Problem to solve:
Among the records below, find each line bearing the word "would" and copy it.

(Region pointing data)
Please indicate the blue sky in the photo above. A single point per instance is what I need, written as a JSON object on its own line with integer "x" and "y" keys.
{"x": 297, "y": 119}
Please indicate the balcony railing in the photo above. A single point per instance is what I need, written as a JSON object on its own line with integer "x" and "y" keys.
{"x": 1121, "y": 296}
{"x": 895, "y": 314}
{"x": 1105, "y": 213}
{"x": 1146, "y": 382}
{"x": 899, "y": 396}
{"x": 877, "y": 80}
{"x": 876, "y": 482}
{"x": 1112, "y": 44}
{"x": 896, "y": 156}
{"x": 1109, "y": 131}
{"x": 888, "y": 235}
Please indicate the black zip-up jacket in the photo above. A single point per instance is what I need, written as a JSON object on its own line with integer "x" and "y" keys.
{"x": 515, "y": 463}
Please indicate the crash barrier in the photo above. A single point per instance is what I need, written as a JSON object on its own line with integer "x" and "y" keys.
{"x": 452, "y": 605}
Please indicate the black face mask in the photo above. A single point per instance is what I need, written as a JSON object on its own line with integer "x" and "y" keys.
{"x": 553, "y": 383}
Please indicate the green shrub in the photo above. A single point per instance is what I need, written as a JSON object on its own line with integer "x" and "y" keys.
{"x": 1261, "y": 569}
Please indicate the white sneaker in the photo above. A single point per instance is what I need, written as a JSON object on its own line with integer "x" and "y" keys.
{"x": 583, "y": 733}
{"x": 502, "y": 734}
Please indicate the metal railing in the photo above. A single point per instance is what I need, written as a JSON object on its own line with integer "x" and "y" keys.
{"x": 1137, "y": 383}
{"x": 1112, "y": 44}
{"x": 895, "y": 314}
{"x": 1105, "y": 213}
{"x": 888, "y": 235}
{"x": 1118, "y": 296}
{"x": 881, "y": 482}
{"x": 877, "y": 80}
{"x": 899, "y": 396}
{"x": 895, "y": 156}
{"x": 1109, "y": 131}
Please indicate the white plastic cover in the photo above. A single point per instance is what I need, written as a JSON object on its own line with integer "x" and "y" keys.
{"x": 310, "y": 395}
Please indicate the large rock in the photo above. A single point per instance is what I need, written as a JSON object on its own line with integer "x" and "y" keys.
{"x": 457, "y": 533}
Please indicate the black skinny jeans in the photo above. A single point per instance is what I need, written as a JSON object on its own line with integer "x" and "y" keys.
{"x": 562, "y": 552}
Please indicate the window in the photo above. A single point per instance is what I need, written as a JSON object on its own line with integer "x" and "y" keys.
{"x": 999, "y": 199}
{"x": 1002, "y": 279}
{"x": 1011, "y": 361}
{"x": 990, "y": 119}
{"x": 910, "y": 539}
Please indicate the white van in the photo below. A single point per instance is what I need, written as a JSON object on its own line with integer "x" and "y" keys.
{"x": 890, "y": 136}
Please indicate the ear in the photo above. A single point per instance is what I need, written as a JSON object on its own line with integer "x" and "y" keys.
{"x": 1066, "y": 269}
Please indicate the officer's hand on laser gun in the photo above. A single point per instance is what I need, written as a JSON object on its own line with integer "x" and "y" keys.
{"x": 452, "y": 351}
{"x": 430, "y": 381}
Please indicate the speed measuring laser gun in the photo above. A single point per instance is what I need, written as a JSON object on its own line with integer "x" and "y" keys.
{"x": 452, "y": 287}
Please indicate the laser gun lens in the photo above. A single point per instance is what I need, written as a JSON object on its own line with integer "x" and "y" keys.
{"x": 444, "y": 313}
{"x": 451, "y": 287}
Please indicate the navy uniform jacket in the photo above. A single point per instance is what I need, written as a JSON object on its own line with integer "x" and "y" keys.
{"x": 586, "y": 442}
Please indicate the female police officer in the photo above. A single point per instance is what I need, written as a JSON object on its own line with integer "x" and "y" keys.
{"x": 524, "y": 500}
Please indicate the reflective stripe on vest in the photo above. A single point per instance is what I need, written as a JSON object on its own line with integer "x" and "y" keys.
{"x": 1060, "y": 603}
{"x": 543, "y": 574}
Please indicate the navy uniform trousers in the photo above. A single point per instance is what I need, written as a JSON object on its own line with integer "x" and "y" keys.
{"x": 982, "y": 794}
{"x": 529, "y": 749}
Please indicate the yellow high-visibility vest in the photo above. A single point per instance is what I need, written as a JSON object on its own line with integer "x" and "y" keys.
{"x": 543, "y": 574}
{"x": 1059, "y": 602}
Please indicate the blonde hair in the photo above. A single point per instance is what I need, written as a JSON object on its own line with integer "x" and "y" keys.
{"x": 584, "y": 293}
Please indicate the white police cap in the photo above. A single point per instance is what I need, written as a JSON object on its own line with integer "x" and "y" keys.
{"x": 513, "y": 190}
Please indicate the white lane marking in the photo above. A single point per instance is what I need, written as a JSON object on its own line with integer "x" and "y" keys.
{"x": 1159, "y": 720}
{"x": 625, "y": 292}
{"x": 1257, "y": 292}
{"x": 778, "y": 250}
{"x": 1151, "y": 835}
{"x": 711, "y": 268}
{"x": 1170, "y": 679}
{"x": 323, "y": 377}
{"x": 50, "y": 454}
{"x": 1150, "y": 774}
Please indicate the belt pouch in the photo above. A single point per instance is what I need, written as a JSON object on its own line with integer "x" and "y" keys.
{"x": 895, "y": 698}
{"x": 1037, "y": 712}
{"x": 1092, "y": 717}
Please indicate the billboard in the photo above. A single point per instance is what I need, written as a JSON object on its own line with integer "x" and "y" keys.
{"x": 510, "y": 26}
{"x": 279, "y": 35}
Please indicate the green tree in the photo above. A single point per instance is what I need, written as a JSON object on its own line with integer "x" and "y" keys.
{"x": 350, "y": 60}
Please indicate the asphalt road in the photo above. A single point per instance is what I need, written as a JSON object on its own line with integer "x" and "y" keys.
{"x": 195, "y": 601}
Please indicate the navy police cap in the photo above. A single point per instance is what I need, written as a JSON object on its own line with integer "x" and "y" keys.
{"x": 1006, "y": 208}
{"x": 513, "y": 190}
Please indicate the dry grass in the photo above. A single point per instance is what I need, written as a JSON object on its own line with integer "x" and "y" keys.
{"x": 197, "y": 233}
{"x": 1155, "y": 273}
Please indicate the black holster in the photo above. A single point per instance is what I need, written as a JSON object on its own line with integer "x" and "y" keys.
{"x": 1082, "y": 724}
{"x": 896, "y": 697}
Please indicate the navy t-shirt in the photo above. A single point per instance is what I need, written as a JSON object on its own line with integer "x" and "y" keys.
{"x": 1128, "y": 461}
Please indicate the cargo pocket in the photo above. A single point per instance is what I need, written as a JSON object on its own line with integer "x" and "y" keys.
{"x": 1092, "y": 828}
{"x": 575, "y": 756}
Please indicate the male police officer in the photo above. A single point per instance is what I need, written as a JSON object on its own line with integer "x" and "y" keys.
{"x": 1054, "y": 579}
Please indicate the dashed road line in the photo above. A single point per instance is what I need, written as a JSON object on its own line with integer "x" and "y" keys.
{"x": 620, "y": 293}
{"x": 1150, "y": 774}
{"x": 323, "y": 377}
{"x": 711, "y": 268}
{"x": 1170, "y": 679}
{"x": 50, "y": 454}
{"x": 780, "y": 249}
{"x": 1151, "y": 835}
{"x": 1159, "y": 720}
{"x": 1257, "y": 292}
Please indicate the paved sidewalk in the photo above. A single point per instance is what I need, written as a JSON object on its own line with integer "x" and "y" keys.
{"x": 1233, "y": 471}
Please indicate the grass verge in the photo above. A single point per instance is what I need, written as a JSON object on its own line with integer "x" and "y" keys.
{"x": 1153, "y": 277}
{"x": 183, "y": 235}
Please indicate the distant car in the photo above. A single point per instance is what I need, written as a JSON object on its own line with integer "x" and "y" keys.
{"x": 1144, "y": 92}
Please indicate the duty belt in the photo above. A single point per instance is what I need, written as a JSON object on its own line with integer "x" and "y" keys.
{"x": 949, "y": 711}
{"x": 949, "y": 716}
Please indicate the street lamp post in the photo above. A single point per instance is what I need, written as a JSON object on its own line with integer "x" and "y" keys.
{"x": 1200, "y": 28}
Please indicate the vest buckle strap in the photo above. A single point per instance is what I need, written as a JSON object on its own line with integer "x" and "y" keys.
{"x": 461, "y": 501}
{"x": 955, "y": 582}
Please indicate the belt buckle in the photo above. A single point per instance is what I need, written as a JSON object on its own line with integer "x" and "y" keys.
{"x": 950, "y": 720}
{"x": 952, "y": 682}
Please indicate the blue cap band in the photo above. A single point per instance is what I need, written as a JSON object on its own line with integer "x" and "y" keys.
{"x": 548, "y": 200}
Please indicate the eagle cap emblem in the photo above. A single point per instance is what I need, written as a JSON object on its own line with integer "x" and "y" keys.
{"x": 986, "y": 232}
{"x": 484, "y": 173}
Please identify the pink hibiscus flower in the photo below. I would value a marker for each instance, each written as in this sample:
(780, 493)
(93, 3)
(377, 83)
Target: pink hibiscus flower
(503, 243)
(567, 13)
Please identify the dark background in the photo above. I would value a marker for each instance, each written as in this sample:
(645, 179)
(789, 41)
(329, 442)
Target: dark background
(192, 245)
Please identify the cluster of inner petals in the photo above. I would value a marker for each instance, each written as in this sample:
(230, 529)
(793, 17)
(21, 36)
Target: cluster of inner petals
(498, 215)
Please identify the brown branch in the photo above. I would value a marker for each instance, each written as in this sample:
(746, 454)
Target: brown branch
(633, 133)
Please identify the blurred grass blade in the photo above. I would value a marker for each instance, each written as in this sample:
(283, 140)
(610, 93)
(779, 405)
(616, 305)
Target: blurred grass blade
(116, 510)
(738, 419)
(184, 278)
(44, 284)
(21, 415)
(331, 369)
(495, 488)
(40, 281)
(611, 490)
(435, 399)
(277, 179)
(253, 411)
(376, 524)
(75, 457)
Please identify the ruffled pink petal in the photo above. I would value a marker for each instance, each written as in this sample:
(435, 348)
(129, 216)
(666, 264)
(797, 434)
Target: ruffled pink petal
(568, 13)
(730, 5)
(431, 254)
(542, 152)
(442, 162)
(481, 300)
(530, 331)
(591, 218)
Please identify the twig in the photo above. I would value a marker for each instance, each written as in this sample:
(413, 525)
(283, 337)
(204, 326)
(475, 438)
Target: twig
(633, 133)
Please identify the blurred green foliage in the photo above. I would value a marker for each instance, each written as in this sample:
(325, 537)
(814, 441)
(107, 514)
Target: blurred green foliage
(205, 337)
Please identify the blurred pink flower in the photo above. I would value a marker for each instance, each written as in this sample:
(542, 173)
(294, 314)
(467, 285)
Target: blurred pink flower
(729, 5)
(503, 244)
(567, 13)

Written solution:
Please identify the pink hibiscus flower in the photo below. I would value a marker for each instance, each written as in this sample:
Please identify the dark background in the photo above. I would value a marker for each instance, each written as in this sample:
Please identify the cluster of inner petals in the photo above. I would value a marker for each instance, each written as in this sample:
Please identify the brown branch in the photo above. I would value a marker for each instance, each written as in this sample:
Please identify the blurred grass blade in the photo above. I would value a marker for each instance, each written as in this sample:
Please identify the ruffled pink petal in the photo above. I would value a marker for each instance, each written as in this sample:
Please identify the twig in the photo above. I would value a marker for each instance, each written as in this sample:
Please identify the blurred green foliage in the photo above. I would value a marker for each instance, each written as in this sample:
Please identify the blurred pink flower in the photo above. I would value a marker for each instance, each written as in this sample:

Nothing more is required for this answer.